Employer association criticises Australia’s new Work Health and Safety laws

On 9 September 2011 The Australian newspaper reported  that the executive director of the Independent Contractors of Australia, Ken Phillips, had serious concerns over the new Work Heath and Safety laws to be introduced in Australia in 2012.

Phillips has received legal advice that identifies serious shortcomings in the new laws compared to the existing Victorian OHS laws. These include eliminating the right to silence and protection against self-incrimination during incident investigations by OHS regulators.  The article says that the ICA’s analysis

“…shows that the new system would also empower workplace inspectors to seize entire businesses without the oversight of a court, something that is currently not permitted in Victoria.”

It also reports that Phillips fears

“…the scheme would lead to a recurrence of what happened under the former workplace safety system in NSW where “ordinary people were prosecuted even if they had no control over the business”.

The overall significance of the article is that Ken Phillips and the ICA are principally concerned about post-incident ramifications.  There is nothing in the article about the elements of the new laws that encourage or require positive actions on injury prevention.

_ _ _ _

**EXERCISE SET**
1. In the piece on Australia's new work health and safety laws, which newspaper reported Ken Phillips's concerns?
2. Quote the records from their first line up to and including the line that contains "[851,484,1105,723]".
The text and the records have no connection to each other.

_ _ _ _

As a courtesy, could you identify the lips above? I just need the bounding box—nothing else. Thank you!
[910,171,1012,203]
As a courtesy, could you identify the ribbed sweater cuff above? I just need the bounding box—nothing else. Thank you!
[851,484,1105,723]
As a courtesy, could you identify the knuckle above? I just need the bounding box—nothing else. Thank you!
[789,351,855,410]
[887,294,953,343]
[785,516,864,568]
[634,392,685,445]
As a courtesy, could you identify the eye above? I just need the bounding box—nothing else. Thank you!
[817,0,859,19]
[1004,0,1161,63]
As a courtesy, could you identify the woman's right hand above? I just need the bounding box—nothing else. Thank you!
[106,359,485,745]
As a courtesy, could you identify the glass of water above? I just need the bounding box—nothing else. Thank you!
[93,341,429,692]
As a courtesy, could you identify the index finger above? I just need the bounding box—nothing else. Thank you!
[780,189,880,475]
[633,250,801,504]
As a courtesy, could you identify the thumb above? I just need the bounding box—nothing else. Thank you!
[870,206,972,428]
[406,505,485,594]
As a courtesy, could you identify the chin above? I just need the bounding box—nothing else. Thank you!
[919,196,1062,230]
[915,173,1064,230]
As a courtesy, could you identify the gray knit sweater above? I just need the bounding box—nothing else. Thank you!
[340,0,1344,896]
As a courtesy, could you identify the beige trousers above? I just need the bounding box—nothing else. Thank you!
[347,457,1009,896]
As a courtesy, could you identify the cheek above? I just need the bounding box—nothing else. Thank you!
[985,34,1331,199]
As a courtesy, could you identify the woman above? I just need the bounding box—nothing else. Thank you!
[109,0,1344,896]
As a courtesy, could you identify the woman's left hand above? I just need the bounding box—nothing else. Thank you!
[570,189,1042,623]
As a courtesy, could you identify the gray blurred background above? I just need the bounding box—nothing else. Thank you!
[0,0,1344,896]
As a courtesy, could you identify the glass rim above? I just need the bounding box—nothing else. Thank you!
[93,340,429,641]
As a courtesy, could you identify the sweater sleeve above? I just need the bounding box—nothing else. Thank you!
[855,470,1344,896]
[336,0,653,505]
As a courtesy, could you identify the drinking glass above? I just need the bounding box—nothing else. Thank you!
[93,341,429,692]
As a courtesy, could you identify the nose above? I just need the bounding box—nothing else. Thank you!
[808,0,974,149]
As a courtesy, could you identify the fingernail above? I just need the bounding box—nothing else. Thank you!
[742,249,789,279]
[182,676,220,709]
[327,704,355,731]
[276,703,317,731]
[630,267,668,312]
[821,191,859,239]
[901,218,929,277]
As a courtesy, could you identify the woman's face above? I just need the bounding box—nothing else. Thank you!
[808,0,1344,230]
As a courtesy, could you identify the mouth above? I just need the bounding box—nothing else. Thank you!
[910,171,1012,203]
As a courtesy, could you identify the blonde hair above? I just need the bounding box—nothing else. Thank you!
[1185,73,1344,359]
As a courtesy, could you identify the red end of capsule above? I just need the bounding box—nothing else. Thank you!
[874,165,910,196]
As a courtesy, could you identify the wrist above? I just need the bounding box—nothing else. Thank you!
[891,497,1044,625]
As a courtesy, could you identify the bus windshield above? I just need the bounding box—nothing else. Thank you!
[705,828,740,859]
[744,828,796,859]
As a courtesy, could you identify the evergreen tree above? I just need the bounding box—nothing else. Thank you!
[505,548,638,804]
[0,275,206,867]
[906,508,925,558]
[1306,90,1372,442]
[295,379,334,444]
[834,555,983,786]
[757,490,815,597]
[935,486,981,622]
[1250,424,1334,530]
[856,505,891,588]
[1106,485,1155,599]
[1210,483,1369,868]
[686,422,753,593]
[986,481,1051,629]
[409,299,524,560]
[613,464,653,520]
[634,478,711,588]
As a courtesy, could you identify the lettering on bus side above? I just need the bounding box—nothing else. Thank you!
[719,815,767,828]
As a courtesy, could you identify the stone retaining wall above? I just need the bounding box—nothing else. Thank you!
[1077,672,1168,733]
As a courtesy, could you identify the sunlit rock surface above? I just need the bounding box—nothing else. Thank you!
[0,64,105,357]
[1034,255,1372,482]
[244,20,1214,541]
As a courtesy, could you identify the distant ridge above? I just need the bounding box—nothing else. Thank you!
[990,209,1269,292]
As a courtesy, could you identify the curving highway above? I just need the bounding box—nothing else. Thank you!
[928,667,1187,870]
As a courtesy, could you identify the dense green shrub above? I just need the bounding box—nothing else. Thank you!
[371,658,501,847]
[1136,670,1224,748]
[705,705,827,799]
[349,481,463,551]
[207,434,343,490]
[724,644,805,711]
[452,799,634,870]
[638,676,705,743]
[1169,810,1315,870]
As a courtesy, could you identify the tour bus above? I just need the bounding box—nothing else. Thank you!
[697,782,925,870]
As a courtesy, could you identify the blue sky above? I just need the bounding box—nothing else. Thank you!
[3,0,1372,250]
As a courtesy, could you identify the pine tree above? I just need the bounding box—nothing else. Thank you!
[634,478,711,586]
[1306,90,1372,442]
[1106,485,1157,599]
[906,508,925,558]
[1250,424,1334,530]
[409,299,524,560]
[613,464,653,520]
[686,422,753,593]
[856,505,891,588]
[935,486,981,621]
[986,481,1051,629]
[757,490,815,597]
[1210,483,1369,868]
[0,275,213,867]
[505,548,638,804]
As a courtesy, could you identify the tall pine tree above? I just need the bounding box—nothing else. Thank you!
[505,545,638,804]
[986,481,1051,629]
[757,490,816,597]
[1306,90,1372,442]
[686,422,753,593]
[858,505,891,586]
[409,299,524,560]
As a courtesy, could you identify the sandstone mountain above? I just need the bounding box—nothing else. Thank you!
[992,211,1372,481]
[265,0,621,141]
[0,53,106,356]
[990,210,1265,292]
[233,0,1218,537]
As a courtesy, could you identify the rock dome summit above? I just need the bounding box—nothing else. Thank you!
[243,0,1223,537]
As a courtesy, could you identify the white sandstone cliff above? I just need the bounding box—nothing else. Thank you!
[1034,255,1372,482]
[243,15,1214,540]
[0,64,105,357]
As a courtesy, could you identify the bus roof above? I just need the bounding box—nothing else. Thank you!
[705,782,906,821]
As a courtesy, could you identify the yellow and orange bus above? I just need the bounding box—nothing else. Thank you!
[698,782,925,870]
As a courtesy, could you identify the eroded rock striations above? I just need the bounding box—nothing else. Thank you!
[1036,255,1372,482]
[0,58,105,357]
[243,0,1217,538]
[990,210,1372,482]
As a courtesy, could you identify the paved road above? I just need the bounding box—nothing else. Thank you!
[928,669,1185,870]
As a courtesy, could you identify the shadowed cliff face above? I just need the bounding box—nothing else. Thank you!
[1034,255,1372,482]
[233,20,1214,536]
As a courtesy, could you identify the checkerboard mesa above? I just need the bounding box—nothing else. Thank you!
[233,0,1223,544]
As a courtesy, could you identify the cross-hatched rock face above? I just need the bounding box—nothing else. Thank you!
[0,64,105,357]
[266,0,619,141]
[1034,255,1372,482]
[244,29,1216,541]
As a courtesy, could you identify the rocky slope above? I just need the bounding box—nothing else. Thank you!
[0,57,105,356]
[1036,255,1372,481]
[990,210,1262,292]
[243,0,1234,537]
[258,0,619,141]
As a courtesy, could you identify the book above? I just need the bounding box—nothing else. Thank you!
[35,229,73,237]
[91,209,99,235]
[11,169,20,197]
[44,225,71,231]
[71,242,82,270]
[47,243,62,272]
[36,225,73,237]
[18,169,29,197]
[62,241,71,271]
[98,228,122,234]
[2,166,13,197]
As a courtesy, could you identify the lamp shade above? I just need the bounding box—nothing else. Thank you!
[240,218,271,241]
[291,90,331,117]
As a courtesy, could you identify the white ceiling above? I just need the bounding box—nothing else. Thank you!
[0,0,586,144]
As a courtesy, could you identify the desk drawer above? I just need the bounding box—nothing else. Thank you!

_ _ _ _

**TASK RESULTS**
1. The Australian

2.
As a courtesy, could you identify the lips above? I just need the bounding box—nothing else. Thank you!
[910,171,1012,203]
As a courtesy, could you identify the ribbed sweater cuff above? I just need the bounding box—nothing else. Thank you!
[851,484,1105,723]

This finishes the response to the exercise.